Instructions for the task: Reproduce every line of the material below word for word.

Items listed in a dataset
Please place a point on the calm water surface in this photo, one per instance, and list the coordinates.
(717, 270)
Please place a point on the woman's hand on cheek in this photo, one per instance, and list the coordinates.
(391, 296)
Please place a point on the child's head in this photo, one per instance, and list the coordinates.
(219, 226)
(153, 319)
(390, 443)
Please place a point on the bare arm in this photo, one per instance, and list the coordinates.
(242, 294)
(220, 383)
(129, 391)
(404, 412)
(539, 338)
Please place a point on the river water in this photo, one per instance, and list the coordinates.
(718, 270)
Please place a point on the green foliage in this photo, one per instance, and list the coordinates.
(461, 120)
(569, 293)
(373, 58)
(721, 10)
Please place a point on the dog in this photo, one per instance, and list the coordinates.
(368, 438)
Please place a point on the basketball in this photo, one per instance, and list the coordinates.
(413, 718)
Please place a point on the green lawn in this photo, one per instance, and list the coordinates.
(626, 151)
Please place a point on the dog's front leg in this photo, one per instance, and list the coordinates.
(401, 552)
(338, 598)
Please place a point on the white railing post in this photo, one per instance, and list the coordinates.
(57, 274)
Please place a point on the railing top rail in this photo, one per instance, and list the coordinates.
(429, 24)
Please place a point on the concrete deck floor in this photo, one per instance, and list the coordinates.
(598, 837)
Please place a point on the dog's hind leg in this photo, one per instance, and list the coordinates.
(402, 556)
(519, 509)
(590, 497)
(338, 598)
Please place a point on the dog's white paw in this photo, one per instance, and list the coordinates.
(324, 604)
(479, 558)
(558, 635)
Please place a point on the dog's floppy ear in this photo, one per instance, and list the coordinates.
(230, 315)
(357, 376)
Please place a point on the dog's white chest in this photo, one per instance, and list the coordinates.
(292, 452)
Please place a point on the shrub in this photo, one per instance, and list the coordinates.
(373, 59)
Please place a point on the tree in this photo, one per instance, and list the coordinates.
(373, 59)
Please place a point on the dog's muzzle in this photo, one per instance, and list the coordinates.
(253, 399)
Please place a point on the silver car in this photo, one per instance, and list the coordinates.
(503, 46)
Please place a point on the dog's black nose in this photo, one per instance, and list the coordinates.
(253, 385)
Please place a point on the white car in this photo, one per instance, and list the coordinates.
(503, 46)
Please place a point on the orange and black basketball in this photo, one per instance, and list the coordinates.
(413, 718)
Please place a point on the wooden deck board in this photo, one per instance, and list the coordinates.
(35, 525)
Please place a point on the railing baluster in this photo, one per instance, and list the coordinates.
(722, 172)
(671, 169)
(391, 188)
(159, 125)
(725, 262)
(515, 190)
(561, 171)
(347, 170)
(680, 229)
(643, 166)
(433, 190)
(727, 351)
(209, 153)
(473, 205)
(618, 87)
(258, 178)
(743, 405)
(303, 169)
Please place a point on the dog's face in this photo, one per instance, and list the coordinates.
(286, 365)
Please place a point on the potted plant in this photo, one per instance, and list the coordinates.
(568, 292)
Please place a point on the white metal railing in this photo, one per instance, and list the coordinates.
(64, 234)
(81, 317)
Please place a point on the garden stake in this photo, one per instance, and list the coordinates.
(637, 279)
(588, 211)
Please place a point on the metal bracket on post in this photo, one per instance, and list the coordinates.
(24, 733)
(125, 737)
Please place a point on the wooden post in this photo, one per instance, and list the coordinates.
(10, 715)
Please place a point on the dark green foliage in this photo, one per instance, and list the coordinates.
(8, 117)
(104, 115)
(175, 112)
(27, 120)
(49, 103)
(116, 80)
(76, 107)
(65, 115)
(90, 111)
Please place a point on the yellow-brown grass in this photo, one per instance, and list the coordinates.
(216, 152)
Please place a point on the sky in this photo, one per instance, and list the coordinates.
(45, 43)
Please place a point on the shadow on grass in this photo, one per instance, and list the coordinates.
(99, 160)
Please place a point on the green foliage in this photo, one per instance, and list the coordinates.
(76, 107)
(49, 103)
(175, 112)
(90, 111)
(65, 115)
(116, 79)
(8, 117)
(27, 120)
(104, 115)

Answer to this task:
Please place a point on the calm water surface in this photo, one per instance, and list the coordinates.
(717, 270)
Please place a point on the woman's hand on cheek in this photo, one per instance, and list the coordinates.
(391, 296)
Please place a point on the child's head in this photo, one per instance, and list the coordinates.
(219, 226)
(153, 319)
(390, 443)
Please place a point on the bare arm in this photo, one per instance, and list the coordinates.
(242, 294)
(220, 383)
(129, 391)
(404, 412)
(539, 338)
Please place a point on the river water in this photo, one per instance, and list the coordinates.
(718, 270)
Please place a point on the green foliage in this photo, one per instance, and list the coordinates.
(461, 120)
(569, 293)
(373, 58)
(721, 10)
Please place a point on the dog in this photo, one per instance, and list the coordinates.
(368, 438)
Please place a point on the basketball in this photo, one per instance, and list the coordinates.
(413, 718)
Please place a point on the green lawn in this photo, one per instance, and list the coordinates.
(626, 151)
Please place a point on the dog's front leg in this photo, one per instance, and list the coordinates.
(401, 552)
(338, 598)
Please place a point on the white railing post in this photo, one per instance, and list the coordinates.
(57, 274)
Please place a point on the railing top rail in this photo, one per instance, and list the coordinates.
(429, 24)
Please place a point on the concrete deck floor in this photo, one per instance, and list the coordinates.
(598, 837)
Please place a point on the dog's hind leg in this photo, one per instance, and list the coordinates.
(402, 556)
(519, 509)
(590, 497)
(338, 598)
Please place a point on the dog's white paw in this photo, one per instance, and list the coordinates.
(324, 604)
(479, 558)
(558, 635)
Please place a point on the dog's floppy ear in this photo, one per instance, and list the coordinates.
(230, 315)
(357, 376)
Please place a point on the dog's white chest in this photo, one per instance, and list the coordinates.
(292, 452)
Please place a point on the shrub in this photo, one per instance, and list the coordinates.
(373, 59)
Please place a point on the tree in this photo, one per instance, and list the coordinates.
(373, 59)
Please place a point on the dog's muzzle in this photo, one per instance, and list the coordinates.
(253, 399)
Please place a point on the silver car in this photo, one per instance, and list the coordinates.
(503, 46)
Please place a point on the dog's black nose in this photo, one per instance, and list the coordinates.
(253, 385)
Please place a point on the white car in this photo, one per instance, and list the coordinates.
(503, 46)
Please place a point on the orange and black basketball in this photo, one per instance, and list the coordinates.
(413, 718)
Please place a point on the wooden deck board in this photo, one per instance, and list the coordinates.
(35, 525)
Please place a point on the railing baluster in this photo, one per instance, and list the coordinates.
(722, 172)
(671, 169)
(391, 188)
(159, 125)
(725, 262)
(515, 190)
(561, 171)
(347, 170)
(680, 229)
(643, 166)
(433, 190)
(727, 351)
(209, 153)
(473, 205)
(618, 87)
(258, 178)
(743, 405)
(303, 169)
Please place a point on the dog's face in this photo, one per instance, and list the coordinates.
(286, 365)
Please place a point on the potted plant in this photo, one per instance, and list the coordinates.
(568, 292)
Please place a point on the white metal railing in this photo, one per instance, and list the coordinates.
(64, 234)
(81, 317)
Please place a point on the garden stake in this photo, one per instance, and list the coordinates.
(637, 279)
(588, 211)
Please place a point on the metal bracket on post in this photo, one per instance, and list the coordinates.
(24, 733)
(125, 737)
Please place a point on the wooden post in this photo, one per instance, and list the coordinates.
(10, 715)
Please place a point on the dark green foliage in this photo, one per instance, and list the coordinates.
(8, 117)
(104, 115)
(175, 112)
(27, 120)
(49, 103)
(116, 80)
(76, 107)
(65, 115)
(90, 111)
Please place a point on the yellow-brown grass in this photo, one per instance, and list the coordinates.
(216, 152)
Please place a point on the sky in this photo, one per instance, and list the coordinates.
(45, 43)
Please place a point on the shadow on grass in this photo, one per instance, and list the coordinates.
(99, 160)
Please place a point on the green foliage in this photo, one per instance, and list the coordinates.
(76, 107)
(49, 103)
(175, 112)
(90, 111)
(65, 115)
(116, 79)
(8, 117)
(27, 120)
(104, 115)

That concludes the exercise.